Pull out every line in the material below that contains the string "roof", and copy each of those lines in full.
── Material to process ──
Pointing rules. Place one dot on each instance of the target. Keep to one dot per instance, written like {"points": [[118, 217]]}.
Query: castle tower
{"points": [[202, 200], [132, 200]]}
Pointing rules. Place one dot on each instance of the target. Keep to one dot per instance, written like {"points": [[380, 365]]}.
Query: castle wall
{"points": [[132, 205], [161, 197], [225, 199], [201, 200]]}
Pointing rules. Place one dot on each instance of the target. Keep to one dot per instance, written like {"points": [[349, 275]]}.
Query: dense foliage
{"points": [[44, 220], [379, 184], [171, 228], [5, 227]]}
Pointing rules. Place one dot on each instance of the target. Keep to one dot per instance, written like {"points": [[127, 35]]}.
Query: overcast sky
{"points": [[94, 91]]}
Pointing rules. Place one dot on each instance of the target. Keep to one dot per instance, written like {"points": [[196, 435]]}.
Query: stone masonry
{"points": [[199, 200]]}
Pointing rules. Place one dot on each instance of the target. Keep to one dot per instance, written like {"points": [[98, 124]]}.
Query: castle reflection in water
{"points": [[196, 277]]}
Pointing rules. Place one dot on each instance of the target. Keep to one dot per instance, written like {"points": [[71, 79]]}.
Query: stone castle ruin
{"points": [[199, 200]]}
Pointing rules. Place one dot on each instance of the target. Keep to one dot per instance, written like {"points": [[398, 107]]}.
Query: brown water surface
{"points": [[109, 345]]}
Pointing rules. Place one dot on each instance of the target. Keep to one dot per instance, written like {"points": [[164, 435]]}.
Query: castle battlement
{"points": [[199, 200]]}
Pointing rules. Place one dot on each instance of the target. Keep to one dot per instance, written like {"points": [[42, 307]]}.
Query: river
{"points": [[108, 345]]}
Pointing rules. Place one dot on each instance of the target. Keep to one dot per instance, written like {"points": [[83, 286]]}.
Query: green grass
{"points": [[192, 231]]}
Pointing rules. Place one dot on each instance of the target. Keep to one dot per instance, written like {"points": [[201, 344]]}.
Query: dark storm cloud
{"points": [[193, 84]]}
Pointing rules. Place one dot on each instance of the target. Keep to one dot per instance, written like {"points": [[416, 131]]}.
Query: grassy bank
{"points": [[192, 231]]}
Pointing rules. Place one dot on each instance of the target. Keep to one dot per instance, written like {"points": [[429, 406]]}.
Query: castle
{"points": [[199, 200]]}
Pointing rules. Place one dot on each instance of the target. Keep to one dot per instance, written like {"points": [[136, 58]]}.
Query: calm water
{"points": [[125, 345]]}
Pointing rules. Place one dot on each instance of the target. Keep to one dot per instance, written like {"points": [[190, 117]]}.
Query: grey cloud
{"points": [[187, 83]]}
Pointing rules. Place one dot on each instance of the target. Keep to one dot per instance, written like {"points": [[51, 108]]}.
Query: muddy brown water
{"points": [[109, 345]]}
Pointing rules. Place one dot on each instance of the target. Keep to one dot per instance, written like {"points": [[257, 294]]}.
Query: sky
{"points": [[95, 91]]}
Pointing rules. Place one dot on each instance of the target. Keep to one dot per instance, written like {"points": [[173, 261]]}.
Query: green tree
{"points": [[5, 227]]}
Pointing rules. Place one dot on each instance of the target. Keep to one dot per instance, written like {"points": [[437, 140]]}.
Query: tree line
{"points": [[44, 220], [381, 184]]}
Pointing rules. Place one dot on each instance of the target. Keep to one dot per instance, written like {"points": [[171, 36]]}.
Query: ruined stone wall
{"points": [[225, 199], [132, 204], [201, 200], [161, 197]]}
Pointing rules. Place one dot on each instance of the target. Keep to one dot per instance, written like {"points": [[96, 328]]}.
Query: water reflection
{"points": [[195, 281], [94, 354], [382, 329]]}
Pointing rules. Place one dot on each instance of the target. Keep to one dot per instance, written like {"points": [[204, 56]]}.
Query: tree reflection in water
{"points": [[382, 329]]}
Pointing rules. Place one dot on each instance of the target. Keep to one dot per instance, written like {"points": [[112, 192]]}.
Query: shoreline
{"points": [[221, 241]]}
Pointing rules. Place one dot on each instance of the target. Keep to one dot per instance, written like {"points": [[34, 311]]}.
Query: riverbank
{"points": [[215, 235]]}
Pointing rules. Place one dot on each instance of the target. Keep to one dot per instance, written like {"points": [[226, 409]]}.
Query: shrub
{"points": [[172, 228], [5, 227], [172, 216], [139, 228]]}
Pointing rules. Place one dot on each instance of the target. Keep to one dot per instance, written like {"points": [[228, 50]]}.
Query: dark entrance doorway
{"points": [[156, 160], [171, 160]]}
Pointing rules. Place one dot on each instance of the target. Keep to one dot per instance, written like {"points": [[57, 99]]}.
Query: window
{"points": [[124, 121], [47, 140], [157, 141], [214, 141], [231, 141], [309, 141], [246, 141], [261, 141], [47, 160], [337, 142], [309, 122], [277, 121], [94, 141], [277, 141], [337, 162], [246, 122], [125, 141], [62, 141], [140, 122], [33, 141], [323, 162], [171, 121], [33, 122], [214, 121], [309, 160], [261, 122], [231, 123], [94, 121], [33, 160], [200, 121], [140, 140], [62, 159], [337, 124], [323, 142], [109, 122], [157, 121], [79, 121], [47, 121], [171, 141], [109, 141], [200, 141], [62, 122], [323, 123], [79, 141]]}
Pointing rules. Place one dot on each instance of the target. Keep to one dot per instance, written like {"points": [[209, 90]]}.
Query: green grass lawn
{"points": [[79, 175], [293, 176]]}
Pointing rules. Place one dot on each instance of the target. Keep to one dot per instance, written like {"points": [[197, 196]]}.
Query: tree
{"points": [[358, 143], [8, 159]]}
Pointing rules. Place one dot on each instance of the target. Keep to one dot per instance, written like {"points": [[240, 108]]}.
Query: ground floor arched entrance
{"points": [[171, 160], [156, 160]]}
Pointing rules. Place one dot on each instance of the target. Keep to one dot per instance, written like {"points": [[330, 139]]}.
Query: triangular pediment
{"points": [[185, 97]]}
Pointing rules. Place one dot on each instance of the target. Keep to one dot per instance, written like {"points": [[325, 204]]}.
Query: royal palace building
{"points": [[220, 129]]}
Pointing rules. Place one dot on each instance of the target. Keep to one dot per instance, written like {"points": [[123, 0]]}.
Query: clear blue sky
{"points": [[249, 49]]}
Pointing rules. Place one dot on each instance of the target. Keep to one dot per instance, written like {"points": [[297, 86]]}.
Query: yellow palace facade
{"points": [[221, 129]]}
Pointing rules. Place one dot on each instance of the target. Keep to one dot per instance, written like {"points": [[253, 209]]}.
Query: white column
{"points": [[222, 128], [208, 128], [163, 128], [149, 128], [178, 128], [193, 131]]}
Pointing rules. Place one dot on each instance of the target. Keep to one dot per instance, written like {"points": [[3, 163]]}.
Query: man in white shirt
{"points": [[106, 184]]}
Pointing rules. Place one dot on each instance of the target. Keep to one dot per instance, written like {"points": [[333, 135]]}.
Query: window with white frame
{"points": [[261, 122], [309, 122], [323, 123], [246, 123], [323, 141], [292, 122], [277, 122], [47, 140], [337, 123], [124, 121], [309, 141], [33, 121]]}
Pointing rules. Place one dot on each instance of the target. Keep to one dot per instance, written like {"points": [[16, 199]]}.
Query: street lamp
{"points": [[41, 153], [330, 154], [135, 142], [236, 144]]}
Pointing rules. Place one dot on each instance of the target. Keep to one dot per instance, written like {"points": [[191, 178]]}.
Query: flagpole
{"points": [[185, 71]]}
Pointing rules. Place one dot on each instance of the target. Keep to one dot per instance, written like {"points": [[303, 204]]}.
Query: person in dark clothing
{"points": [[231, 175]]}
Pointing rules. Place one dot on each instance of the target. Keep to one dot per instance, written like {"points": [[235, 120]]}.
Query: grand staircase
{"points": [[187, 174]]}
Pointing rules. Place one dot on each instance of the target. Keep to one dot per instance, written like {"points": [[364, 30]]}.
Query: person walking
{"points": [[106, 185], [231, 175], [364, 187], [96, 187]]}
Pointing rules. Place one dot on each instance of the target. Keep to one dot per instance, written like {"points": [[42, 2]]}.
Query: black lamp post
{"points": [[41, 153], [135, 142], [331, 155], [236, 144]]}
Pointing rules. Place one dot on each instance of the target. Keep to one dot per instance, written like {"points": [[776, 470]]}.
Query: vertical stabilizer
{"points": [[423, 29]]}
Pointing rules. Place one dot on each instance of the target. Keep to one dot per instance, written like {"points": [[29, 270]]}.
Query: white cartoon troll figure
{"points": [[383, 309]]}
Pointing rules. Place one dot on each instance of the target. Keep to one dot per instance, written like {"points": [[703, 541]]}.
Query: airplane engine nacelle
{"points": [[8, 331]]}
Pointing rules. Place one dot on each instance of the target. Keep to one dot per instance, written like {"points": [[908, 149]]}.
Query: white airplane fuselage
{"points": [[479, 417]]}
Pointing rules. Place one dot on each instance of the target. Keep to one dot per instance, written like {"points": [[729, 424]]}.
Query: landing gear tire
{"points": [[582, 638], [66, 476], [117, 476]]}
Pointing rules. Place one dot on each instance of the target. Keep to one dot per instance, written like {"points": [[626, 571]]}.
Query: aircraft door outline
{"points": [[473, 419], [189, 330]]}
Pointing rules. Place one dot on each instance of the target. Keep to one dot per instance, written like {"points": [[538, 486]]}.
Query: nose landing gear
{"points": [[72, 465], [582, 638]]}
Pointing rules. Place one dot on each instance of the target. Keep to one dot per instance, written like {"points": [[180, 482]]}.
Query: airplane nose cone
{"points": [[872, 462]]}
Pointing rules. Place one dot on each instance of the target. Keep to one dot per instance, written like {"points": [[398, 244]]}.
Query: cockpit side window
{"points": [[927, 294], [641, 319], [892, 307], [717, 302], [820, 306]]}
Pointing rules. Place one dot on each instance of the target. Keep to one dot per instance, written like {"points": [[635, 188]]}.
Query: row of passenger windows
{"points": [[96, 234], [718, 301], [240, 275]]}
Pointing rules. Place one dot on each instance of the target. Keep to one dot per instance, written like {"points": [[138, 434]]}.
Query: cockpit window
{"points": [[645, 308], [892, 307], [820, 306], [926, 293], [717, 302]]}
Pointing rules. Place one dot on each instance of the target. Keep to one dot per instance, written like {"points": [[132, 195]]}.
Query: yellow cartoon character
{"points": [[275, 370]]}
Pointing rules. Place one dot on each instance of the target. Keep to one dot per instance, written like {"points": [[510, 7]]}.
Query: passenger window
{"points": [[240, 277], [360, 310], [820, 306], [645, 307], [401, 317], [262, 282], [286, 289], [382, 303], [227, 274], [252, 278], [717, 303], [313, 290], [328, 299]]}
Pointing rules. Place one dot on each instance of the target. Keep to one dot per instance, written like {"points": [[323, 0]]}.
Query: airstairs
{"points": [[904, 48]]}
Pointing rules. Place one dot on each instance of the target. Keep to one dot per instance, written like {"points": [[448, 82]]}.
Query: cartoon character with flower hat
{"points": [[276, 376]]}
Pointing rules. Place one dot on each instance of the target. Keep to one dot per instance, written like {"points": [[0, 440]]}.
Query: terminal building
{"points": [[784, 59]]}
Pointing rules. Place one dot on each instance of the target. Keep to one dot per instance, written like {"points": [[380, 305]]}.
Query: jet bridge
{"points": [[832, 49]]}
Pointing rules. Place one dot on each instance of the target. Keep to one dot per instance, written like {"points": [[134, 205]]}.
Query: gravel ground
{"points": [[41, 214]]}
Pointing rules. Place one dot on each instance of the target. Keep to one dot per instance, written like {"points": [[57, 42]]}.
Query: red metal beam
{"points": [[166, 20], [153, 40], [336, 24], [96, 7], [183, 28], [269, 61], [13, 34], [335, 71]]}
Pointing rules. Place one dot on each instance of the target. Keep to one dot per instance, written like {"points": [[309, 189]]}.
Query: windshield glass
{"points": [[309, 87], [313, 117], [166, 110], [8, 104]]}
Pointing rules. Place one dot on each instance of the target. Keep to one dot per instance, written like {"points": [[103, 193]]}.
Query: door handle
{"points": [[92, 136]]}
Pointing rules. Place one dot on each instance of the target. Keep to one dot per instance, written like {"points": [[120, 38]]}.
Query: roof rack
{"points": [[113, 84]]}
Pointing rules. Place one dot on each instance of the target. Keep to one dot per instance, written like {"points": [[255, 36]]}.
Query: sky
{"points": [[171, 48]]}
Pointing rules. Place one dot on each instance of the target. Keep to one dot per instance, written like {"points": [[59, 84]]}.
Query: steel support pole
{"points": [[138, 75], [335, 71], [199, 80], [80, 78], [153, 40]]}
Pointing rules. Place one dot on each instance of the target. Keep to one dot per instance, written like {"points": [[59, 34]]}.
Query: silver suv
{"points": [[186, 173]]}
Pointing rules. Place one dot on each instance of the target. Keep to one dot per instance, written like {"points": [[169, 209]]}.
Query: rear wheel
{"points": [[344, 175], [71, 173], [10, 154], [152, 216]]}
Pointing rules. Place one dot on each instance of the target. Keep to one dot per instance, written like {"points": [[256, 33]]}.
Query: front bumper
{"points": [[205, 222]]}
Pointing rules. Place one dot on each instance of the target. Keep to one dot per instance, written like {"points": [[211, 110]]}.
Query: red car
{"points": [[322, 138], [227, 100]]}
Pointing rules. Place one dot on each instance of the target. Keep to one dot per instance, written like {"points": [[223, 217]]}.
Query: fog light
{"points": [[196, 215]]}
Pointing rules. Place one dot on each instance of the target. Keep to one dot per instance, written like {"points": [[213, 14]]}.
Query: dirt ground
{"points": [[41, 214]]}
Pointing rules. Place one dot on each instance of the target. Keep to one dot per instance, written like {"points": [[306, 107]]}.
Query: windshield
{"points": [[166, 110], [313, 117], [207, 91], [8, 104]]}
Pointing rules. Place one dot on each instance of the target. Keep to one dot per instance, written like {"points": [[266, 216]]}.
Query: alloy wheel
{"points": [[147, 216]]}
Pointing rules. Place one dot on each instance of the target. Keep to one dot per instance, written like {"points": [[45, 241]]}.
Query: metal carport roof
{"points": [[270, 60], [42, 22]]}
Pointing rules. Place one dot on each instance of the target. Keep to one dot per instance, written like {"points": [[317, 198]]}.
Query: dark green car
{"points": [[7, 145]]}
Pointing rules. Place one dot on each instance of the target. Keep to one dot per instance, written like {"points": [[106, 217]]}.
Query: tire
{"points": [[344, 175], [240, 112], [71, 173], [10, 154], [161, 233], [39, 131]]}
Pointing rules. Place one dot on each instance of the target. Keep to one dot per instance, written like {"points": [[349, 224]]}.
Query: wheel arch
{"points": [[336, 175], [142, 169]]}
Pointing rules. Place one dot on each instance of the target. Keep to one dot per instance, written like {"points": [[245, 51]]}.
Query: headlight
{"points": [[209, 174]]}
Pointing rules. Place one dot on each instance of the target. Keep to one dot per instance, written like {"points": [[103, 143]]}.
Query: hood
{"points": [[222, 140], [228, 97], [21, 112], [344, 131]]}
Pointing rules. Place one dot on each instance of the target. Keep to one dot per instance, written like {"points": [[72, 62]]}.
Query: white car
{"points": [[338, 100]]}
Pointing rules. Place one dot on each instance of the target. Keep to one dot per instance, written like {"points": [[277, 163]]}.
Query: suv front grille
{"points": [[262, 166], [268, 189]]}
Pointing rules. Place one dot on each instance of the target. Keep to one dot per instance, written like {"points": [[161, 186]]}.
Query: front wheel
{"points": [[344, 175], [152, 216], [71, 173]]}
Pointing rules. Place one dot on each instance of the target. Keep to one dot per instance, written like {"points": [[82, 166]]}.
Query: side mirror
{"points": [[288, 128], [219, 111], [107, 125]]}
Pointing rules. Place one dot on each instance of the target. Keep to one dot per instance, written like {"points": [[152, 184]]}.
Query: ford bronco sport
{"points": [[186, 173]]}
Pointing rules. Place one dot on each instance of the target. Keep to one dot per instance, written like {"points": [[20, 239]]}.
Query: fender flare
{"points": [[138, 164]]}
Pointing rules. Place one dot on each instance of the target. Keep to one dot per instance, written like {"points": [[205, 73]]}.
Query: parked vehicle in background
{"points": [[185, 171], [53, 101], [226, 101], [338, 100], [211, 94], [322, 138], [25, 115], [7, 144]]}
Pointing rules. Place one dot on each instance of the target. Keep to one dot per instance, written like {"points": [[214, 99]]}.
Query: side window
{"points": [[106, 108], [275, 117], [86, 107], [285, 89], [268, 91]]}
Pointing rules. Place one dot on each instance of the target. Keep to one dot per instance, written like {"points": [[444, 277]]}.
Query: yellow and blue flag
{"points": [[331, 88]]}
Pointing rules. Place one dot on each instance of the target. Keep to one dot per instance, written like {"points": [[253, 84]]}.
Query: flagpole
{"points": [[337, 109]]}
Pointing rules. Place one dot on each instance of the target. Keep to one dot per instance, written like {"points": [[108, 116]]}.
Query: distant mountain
───
● Result for this exercise
Query: roof rack
Query: metal carport roof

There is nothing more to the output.